#### [Task requirements]
Your answer should be an exact copy of every record.

##### Dataset records #####

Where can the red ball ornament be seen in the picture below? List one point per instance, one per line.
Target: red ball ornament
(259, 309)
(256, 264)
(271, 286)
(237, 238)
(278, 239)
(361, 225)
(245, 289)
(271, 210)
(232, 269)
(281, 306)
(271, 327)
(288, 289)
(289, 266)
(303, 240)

#####

#### [Solution below]
Where can the red ball ornament be seen in the picture below? List one point per instance, one per line.
Target: red ball ornament
(259, 309)
(256, 264)
(271, 286)
(237, 238)
(278, 239)
(361, 225)
(245, 289)
(271, 210)
(232, 269)
(281, 306)
(271, 327)
(288, 289)
(289, 266)
(303, 240)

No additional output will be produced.